### [TEKST ŹRÓDŁOWY]
Ona jest szalenie istotna w kontekście zanieczyszczenia powietrza, które w Polsce jest wysokie.
Dlaczego nie mówi się o tym, nie uczy ludzi dbać na co dzień o te płuca...
Kiedyś się mówiło, że jeśli ktoś mieszka na południu kraju, to powinien chociaż raz w roku spędzić urlop nad morzem, nawdychać się jodu...
Jako dziecko z zanieczyszczonych SO2 i innymi "truciznami" terenów zagłębia miedziowego, byłam np. na koloniach w Świeradowie, gdzie m.in. mieliśmy inhalacje z soli...
Nie trzeba biernie czekać, aż zachoruje się na astmę czy inne choroby , a następnie leczyć objawowo takich schorzeń. Płuca można tak samo wzmocnić, jak i cały organizm - nawet nie da się tego za bardzo rozdzielić.
Miałam później w życiu nieprzyjemność doświadczyć astmy i oczywiście usłyszałam, że jest to choroba nieuleczalna i muszę brać sterydy - do końca życia!
Nie uwierzyłam lekarzowi, który wydał taki wyrok po zaledwie jednej wizycie i zaczęłam czytać. Wyczytałam w internecie, że stara teoria na temat astmy głosi, iż płuca na skutek złego odżywiania są jak gdyby "dziurawe", przepuszczają zanieczyszczenia i alergeny, na skutek czego powstaje przewlekły stan zapalny, w płucach, ale też uogólniony.
Uwierzyłam na słowo jakimś dobrym ludziom i spróbowałam diety i ziół - pomogło!

### [DANE DO PRZEGLĄDU]
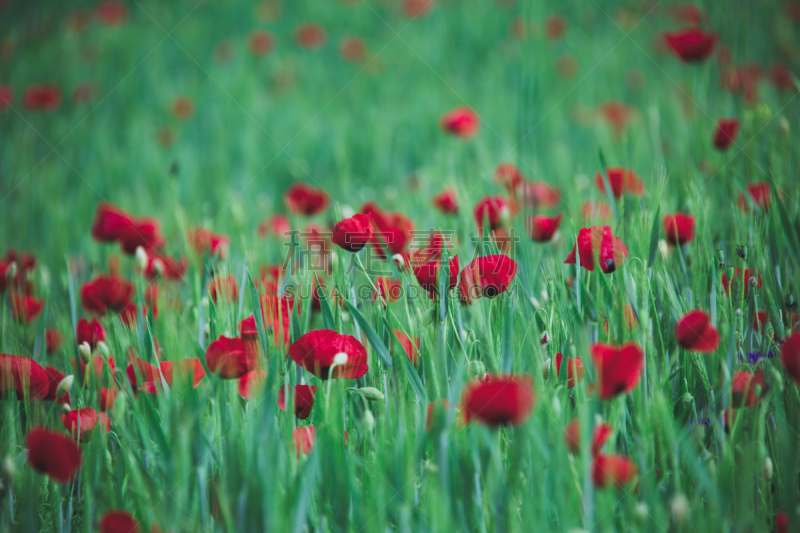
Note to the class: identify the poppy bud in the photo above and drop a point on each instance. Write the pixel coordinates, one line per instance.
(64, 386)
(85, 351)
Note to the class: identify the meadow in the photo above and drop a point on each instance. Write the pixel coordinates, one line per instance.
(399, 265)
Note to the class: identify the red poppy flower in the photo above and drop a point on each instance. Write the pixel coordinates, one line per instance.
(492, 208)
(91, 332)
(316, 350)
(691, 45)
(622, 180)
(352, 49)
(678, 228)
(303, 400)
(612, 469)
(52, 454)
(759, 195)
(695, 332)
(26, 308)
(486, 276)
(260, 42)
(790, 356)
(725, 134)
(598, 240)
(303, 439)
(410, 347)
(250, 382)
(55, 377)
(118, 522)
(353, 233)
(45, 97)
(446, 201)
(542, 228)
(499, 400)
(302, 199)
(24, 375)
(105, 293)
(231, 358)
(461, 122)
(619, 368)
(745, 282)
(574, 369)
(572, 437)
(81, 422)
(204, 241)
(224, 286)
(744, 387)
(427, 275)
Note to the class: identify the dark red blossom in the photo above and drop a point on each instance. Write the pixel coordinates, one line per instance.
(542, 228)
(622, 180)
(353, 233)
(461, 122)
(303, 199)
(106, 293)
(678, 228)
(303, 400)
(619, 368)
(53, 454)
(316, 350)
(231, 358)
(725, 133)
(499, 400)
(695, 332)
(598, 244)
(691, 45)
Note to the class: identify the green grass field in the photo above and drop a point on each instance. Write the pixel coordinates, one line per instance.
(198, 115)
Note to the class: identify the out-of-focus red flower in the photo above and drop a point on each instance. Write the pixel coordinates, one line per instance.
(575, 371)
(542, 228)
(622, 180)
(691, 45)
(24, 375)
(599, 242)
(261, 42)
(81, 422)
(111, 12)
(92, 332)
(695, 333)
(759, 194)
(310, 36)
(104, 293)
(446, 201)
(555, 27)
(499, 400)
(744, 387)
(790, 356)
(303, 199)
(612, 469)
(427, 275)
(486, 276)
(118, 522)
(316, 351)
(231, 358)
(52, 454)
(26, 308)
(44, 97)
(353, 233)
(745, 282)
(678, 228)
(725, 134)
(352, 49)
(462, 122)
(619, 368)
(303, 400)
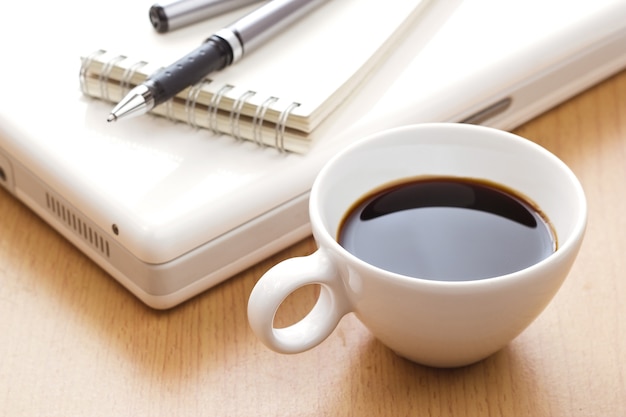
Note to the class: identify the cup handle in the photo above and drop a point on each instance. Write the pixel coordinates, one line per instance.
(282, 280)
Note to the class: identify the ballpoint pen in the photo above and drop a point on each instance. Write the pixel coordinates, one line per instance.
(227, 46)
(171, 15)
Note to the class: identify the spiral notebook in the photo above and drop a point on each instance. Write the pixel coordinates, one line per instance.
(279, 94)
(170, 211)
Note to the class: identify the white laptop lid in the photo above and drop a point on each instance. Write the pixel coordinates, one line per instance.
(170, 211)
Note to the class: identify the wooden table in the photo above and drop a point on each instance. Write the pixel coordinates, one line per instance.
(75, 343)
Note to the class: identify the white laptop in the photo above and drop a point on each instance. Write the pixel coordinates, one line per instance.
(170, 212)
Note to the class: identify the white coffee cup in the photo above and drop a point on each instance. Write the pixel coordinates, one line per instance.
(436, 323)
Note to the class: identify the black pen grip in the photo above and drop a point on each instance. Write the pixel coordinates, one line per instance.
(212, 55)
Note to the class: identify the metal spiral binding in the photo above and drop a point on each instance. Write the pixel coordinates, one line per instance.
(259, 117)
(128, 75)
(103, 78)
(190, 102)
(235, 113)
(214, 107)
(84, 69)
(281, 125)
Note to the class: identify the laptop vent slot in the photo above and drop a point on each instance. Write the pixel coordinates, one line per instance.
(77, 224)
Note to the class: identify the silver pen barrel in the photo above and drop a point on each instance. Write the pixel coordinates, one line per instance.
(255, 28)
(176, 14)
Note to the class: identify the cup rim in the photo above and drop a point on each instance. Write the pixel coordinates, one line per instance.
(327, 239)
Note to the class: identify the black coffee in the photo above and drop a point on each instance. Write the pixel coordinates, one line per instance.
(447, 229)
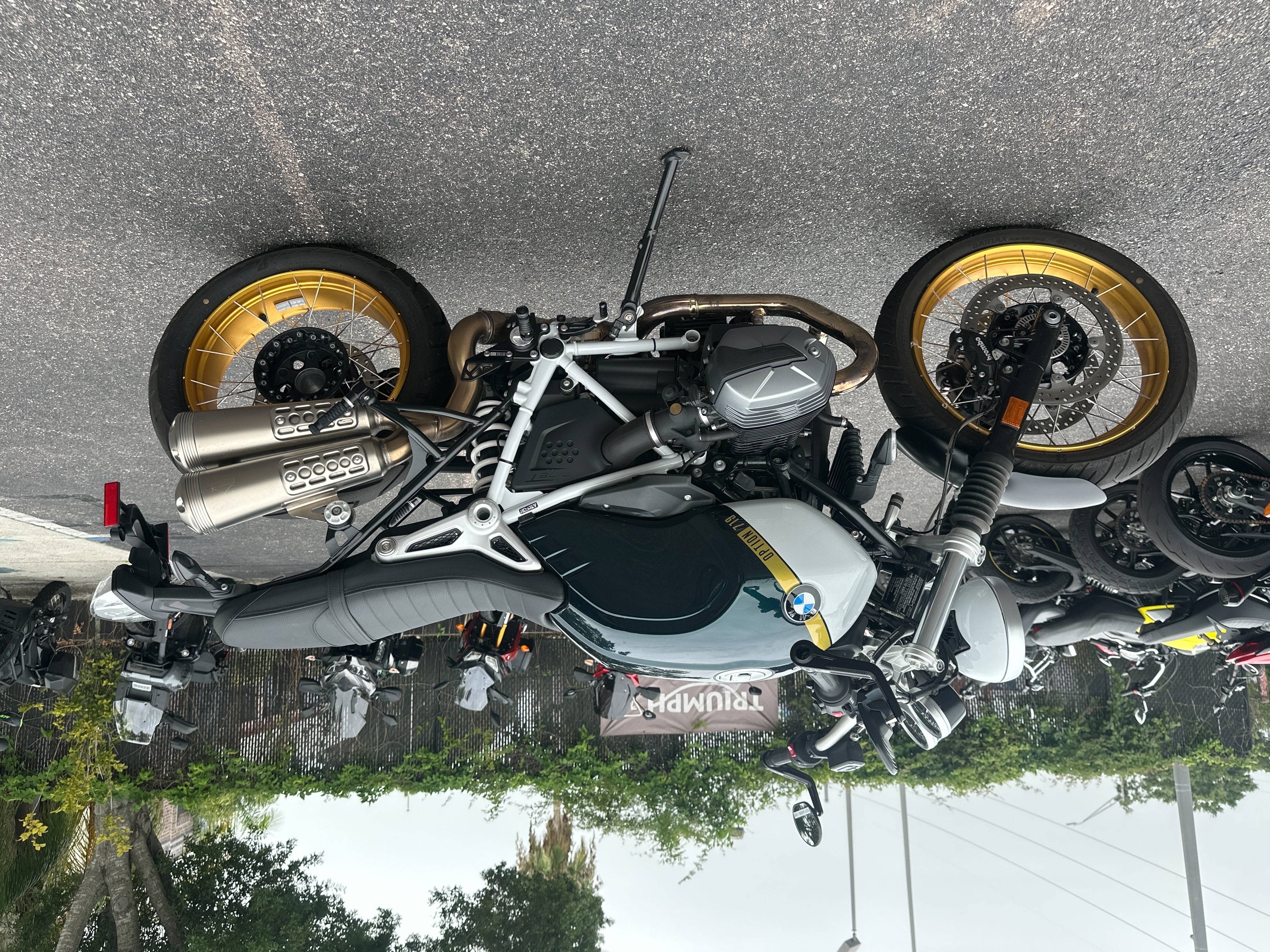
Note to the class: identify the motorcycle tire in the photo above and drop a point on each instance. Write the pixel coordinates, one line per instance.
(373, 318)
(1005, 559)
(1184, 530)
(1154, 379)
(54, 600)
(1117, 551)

### [ZADANIA DO WYKONANIA]
[A] Wymień wszystkie konkretne sposoby leczenia lub wzmacniania płuc wspomniane w tekście o płucach i astmie.
[B] Dopisz dalszy ciąg tekstu o płucach i astmie, zaczynając od miejsca, w którym się urywa.

### [OCZEKIWANE ODPOWIEDZI]
[A]
- urlop nad morzem i wdychanie jodu
- inhalacje z soli
- sterydy
- dieta
- zioła

[B]
Zdrowe tłuszcze (niezbędne dla elastycznych i sprawnie funkcjonujących błon komórkowych, np. w naczynkach krwionośnych otaczających pęcherzyki płucne), składniki przeciwzapalne, polepszające pracę wątroby, zioła bogate w krzem... Witamina C (konieczna, aby organizm mógł wytworzyć z krzemu kolagen i odbudować tkanki).
Zadziałało. Później się jeszcze dowiedziałam, że takimi ziołami tradycyjnie leczyło się płuca i dlatego problem astmy - kiedyś praktycznie nie istniał!
A ludziom do tej pory wmawia się , że tylko sterydy mogą ich uratować... W głębszych problemach być może, ale nie jeśli ta astma jest spowodowana banalnym złym odżywianiem.
Myślę, że taka kilkutygodniowa terapia wzmacniająca mogłaby uratować niejedną osobę przed śmiercią czy powikłaniami , tylko kogo obchodzi głoszenie starych "wymysłów", gdy są "badania naukowe".
Mam chociaż nadzieję, że moje doświadczenia dodadzą komuś otuchy i zachęcą do aktywnego przeciwdziałania infekcjom, bo płuca są żywe! i reagują na sensowne zabiegi.
Znanym propagatorem witaminy D3 jest dr Hubert Czerniak, który miał problem z zawieszeniem prawa wykonywania zawodu, co też o czymś świadczy. Tacy prawdziwi medycy z misją i pasją nie są dziś mile widziani, albowiem dzisiejsza medycyna to interes, którego biznes-plan opiera się na chorych klientach, a zdrowi ludzie psują jego bilans. Dlatego wmawia się nam nawet choroby... bezobjawowe.
Tacy ludzie są niestety nieustannie atakowani, wyzywani od płaskoziemców, foliarzy itp.
W zasadzie jeśli ktoś nie jest atakowany w tym kraju, to już jest podejrzany... Wiadomo nie od dziś, że np. na fb są tysiące opłacanych trolli , którzy są nawet szkoleni, jak podważać opinie krytyków... Coś jak w niektórych sektach religijnych. To jest taka machina marketingowo-propagandowa, że nawet Goebbels mógłby się schować. Wpuszczają w obieg różne fałszywe informacje i stosują inne nieczyste chwyty...
Sama swego czasu byłam wypytywana, kim jestem i gdzie pracuję(!).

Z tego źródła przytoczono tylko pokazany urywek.